**Goal**
Reproduce all the material exactly, minus any pictures it holds.

○ ○ ○ ○ ○

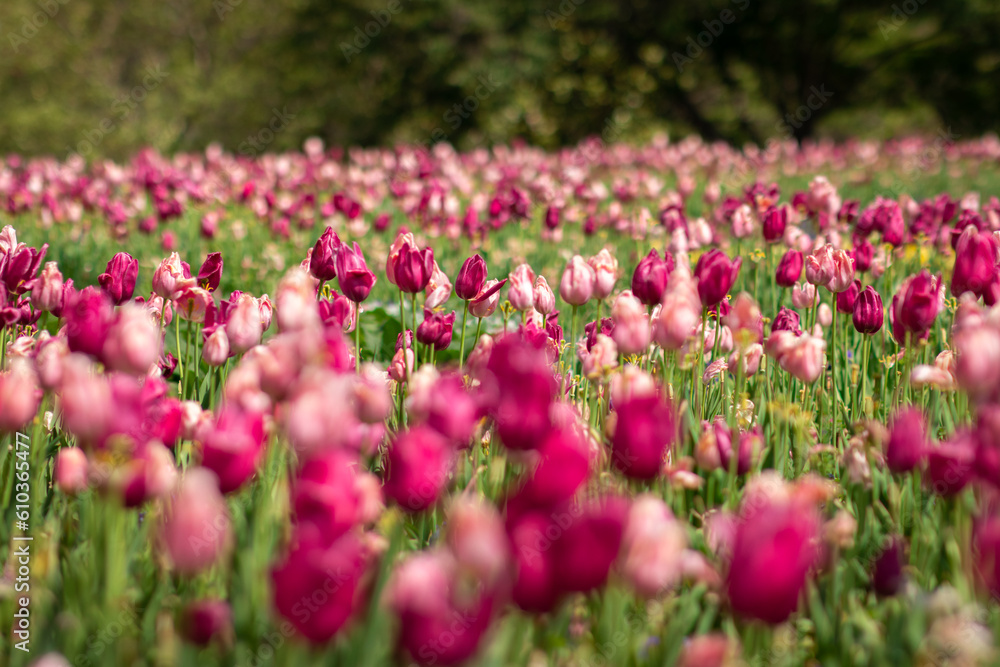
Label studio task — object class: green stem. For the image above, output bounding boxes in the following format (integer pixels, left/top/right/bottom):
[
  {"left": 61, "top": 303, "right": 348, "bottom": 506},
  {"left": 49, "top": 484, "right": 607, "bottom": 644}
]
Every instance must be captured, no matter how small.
[{"left": 458, "top": 301, "right": 470, "bottom": 371}]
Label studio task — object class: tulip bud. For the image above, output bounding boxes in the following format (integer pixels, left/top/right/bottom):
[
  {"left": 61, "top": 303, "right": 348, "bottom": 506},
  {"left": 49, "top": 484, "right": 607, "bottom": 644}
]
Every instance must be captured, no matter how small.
[
  {"left": 774, "top": 249, "right": 803, "bottom": 287},
  {"left": 694, "top": 248, "right": 743, "bottom": 308},
  {"left": 534, "top": 276, "right": 556, "bottom": 315},
  {"left": 455, "top": 254, "right": 487, "bottom": 301},
  {"left": 160, "top": 468, "right": 233, "bottom": 574},
  {"left": 587, "top": 248, "right": 616, "bottom": 303},
  {"left": 559, "top": 255, "right": 597, "bottom": 306},
  {"left": 507, "top": 264, "right": 540, "bottom": 312},
  {"left": 852, "top": 285, "right": 885, "bottom": 335}
]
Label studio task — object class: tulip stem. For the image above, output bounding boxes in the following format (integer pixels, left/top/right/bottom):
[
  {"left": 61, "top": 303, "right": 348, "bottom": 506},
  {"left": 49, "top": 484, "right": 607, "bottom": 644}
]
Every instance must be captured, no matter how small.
[
  {"left": 830, "top": 306, "right": 840, "bottom": 448},
  {"left": 458, "top": 301, "right": 469, "bottom": 371},
  {"left": 174, "top": 313, "right": 184, "bottom": 400},
  {"left": 354, "top": 302, "right": 364, "bottom": 373},
  {"left": 403, "top": 292, "right": 420, "bottom": 368}
]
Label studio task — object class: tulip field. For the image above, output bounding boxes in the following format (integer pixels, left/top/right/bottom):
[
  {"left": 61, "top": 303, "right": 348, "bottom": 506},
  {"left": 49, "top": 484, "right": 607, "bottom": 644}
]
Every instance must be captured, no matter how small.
[{"left": 7, "top": 137, "right": 1000, "bottom": 667}]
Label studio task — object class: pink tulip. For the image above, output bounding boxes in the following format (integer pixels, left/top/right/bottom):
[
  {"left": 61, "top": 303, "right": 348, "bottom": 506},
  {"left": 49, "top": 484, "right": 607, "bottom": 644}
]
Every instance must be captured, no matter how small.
[
  {"left": 559, "top": 255, "right": 597, "bottom": 306},
  {"left": 587, "top": 248, "right": 618, "bottom": 299},
  {"left": 159, "top": 468, "right": 233, "bottom": 574},
  {"left": 507, "top": 264, "right": 544, "bottom": 312}
]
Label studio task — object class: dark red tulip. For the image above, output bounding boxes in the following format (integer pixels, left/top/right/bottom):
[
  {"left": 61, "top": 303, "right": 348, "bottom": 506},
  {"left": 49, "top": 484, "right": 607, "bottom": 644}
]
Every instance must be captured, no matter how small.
[
  {"left": 382, "top": 426, "right": 455, "bottom": 512},
  {"left": 455, "top": 254, "right": 486, "bottom": 301},
  {"left": 611, "top": 396, "right": 677, "bottom": 479},
  {"left": 837, "top": 280, "right": 861, "bottom": 314},
  {"left": 97, "top": 252, "right": 139, "bottom": 306},
  {"left": 774, "top": 250, "right": 805, "bottom": 287},
  {"left": 871, "top": 537, "right": 906, "bottom": 597},
  {"left": 951, "top": 225, "right": 998, "bottom": 297},
  {"left": 885, "top": 408, "right": 929, "bottom": 473},
  {"left": 852, "top": 285, "right": 885, "bottom": 335},
  {"left": 271, "top": 526, "right": 370, "bottom": 644},
  {"left": 292, "top": 449, "right": 363, "bottom": 544},
  {"left": 762, "top": 206, "right": 788, "bottom": 243},
  {"left": 771, "top": 308, "right": 802, "bottom": 336},
  {"left": 417, "top": 308, "right": 455, "bottom": 352},
  {"left": 632, "top": 248, "right": 674, "bottom": 306},
  {"left": 395, "top": 244, "right": 434, "bottom": 294},
  {"left": 694, "top": 248, "right": 743, "bottom": 307},
  {"left": 198, "top": 252, "right": 222, "bottom": 292},
  {"left": 334, "top": 242, "right": 375, "bottom": 303},
  {"left": 480, "top": 334, "right": 557, "bottom": 449},
  {"left": 309, "top": 227, "right": 341, "bottom": 283},
  {"left": 726, "top": 501, "right": 820, "bottom": 625}
]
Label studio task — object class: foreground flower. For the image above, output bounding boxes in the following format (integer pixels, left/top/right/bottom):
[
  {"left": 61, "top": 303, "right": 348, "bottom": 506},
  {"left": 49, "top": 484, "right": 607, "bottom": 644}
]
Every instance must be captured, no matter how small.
[
  {"left": 694, "top": 248, "right": 743, "bottom": 308},
  {"left": 726, "top": 500, "right": 820, "bottom": 625}
]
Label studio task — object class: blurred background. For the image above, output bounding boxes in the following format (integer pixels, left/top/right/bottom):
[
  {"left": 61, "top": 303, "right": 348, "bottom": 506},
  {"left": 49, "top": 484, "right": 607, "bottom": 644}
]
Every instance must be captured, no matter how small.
[{"left": 0, "top": 0, "right": 1000, "bottom": 158}]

○ ○ ○ ○ ○

**In response**
Label studio task — object class: green stem. For the image above, output bounding boxes in the following format (integer pixels, left/top/right/bottom):
[
  {"left": 61, "top": 303, "right": 348, "bottom": 506},
  {"left": 49, "top": 484, "right": 607, "bottom": 644}
]
Every instance must be captured, no matter how small.
[{"left": 458, "top": 301, "right": 470, "bottom": 371}]
Label studio task — object class: tulip bud. For the image above, output bounding boxes in the following format (integer pixels, left/top/right/bottom):
[
  {"left": 61, "top": 303, "right": 348, "bottom": 506},
  {"left": 49, "top": 484, "right": 607, "bottom": 644}
]
Every instance must be captured, no matter how small.
[
  {"left": 774, "top": 249, "right": 803, "bottom": 287},
  {"left": 694, "top": 248, "right": 743, "bottom": 308},
  {"left": 534, "top": 276, "right": 556, "bottom": 315},
  {"left": 455, "top": 254, "right": 487, "bottom": 301},
  {"left": 160, "top": 468, "right": 233, "bottom": 574},
  {"left": 587, "top": 248, "right": 616, "bottom": 303},
  {"left": 559, "top": 255, "right": 597, "bottom": 306},
  {"left": 507, "top": 264, "right": 540, "bottom": 312},
  {"left": 852, "top": 285, "right": 885, "bottom": 335}
]
Label studio task — object class: tulip stem. For the image above, output bounding boxes in the following format (integer pixels, left/top/right/bottom):
[
  {"left": 61, "top": 303, "right": 348, "bottom": 506},
  {"left": 49, "top": 484, "right": 607, "bottom": 644}
]
Every instance must be captured, no matter how small.
[
  {"left": 830, "top": 306, "right": 840, "bottom": 448},
  {"left": 458, "top": 301, "right": 469, "bottom": 371},
  {"left": 174, "top": 313, "right": 184, "bottom": 400},
  {"left": 354, "top": 302, "right": 364, "bottom": 373},
  {"left": 403, "top": 292, "right": 420, "bottom": 368}
]
Label studio task — object class: tulip field. For the image above, output bounding boxes in the following format (integer pixels, left/top/right/bottom):
[
  {"left": 61, "top": 303, "right": 348, "bottom": 506},
  {"left": 49, "top": 484, "right": 607, "bottom": 644}
]
Every instance must be captured, no matter how small.
[{"left": 7, "top": 137, "right": 1000, "bottom": 667}]
Label studio task — object class: pink tulip. For the image above, output bounding boxes in the following format (integer pixels, left/top/right/bottom):
[
  {"left": 61, "top": 303, "right": 348, "bottom": 506},
  {"left": 49, "top": 484, "right": 607, "bottom": 644}
]
Every instance must be captured, no matter how small.
[
  {"left": 559, "top": 255, "right": 597, "bottom": 306},
  {"left": 587, "top": 248, "right": 618, "bottom": 299},
  {"left": 159, "top": 468, "right": 233, "bottom": 574},
  {"left": 507, "top": 264, "right": 544, "bottom": 312}
]
Label studio task — object class: dark red tulip. For the image above, output bounding boxes in the following format (integer pixels, left/top/right/bottom):
[
  {"left": 61, "top": 303, "right": 348, "bottom": 506},
  {"left": 49, "top": 484, "right": 607, "bottom": 644}
]
Every instance must be captured, no matter how small.
[
  {"left": 382, "top": 426, "right": 455, "bottom": 512},
  {"left": 455, "top": 254, "right": 486, "bottom": 301},
  {"left": 611, "top": 396, "right": 677, "bottom": 479},
  {"left": 837, "top": 280, "right": 861, "bottom": 314},
  {"left": 97, "top": 252, "right": 139, "bottom": 306},
  {"left": 774, "top": 250, "right": 805, "bottom": 287},
  {"left": 871, "top": 537, "right": 906, "bottom": 597},
  {"left": 951, "top": 225, "right": 998, "bottom": 297},
  {"left": 885, "top": 408, "right": 929, "bottom": 473},
  {"left": 852, "top": 285, "right": 885, "bottom": 335},
  {"left": 271, "top": 526, "right": 370, "bottom": 644},
  {"left": 292, "top": 449, "right": 363, "bottom": 544},
  {"left": 762, "top": 206, "right": 788, "bottom": 243},
  {"left": 771, "top": 308, "right": 802, "bottom": 336},
  {"left": 417, "top": 308, "right": 455, "bottom": 352},
  {"left": 632, "top": 248, "right": 674, "bottom": 306},
  {"left": 395, "top": 244, "right": 434, "bottom": 294},
  {"left": 694, "top": 248, "right": 743, "bottom": 307},
  {"left": 198, "top": 252, "right": 222, "bottom": 292},
  {"left": 334, "top": 242, "right": 375, "bottom": 303},
  {"left": 480, "top": 334, "right": 557, "bottom": 449},
  {"left": 309, "top": 227, "right": 341, "bottom": 283},
  {"left": 726, "top": 501, "right": 820, "bottom": 625}
]
Label studio task — object class: foreground flower. For the image above, output bounding boxes in the following format (integer pixels, left/top/right/bottom):
[
  {"left": 61, "top": 303, "right": 348, "bottom": 506},
  {"left": 49, "top": 484, "right": 607, "bottom": 644}
]
Every instance must be captured, no matter how small.
[
  {"left": 694, "top": 248, "right": 743, "bottom": 308},
  {"left": 726, "top": 500, "right": 820, "bottom": 625}
]
Label studio task — object class: blurred background. For the image above, output bounding boxes in the following format (integer pixels, left/top/right/bottom):
[
  {"left": 61, "top": 303, "right": 348, "bottom": 506},
  {"left": 49, "top": 484, "right": 607, "bottom": 644}
]
Every instance must be captured, no matter how small.
[{"left": 0, "top": 0, "right": 1000, "bottom": 158}]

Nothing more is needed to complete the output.